> [Wat te doen]
1. Klopt elke bewering hieronder met de tekst over de CSRD? Antwoord per bewering met ja of nee en citeer letterlijk de woorden uit die tekst die de doorslag geven.
(a) Alle bedrijven in de waardeketen vallen onder de CSRD.
(b) Het rapporterende bedrijf moet zowel de upstream- als de downstreamactiviteiten beoordelen.
(c) Voor het verkrijgen van een controlerapport wordt een derde partij ingeschakeld.
2. Zet de tekst over de CSRD voort na de laatste zin.

> [Tekstfragment]
Ja, de CSRD heeft indirect een invloed op bedrijven in de waardeketen van het rapporterende bedrijf. Die laatste organisatie moet de upstream- en de downstreamactiviteiten beoordelen, uitleggen hoe het duurzaamheidskwesties in de waardeketen beheert en bepaalde bijbehorende data verstrekken.
Het is zo dat niet alle bedrijven in de waardeketen onder het toepassingsgebied van de CSRD vallen. Contractuele afspraken zijn het belangrijkste stimuleringsmechanisme om ook van hen de vereiste gegevens te verkrijgen.
4. Welke (extra) kosten brengt de CSRD mee?
De naleving van de CSRD vereist de invoering van nieuwe meet- en rapportageprocedures, het beschikken over of uitbouwen van robuuste systemen en controles, alsook het inschakelen van een derde partij voor het verkrijgen van een controle-rapport.

> [Materiaal]
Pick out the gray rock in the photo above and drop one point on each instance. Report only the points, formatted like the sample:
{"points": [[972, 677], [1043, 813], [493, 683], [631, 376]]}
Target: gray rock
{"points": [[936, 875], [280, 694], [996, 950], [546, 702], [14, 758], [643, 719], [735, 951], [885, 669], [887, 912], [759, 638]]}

> [Antwoorden op volgorde]
1.
(a) Nee: "Het is zo dat niet alle bedrijven in de waardeketen onder het toepassingsgebied van de CSRD vallen."
(b) Ja: "Die laatste organisatie moet de upstream- en de downstreamactiviteiten beoordelen"
(c) Ja: "het inschakelen van een derde partij voor het verkrijgen van een controle-rapport"

2.
Daar zijn mogelijke financiële kosten aan verbonden, zoals het opleiden en/of aanwerven van (extra) medewerkers, administratieve kosten – zowel eenmalige bij de CSRD-opstart, als terugkerende kosten; en ook eventuele kosten voor het verkrijgen van informatie uit de waardeketen.
5. Wat kan u als bedrijf vandaag al doen?
Kies eerst welke thema’s cruciaal zijn voor uw onderneming via een materialiteitsanalyse. Daarna dient u uw huidige rapportage te vergelijken met de CSRD-eisen via een gap-analyse. Wat doet u nu al dat verwacht wordt? Wat doet u nog niet? Daarna kunt u een stappenplan (roadmap) opzetten met daarin de prioriteiten voor uw organisatie. Leg ook doelstellingen vast per thema. Daarna volgt u deze KPI’s verder op.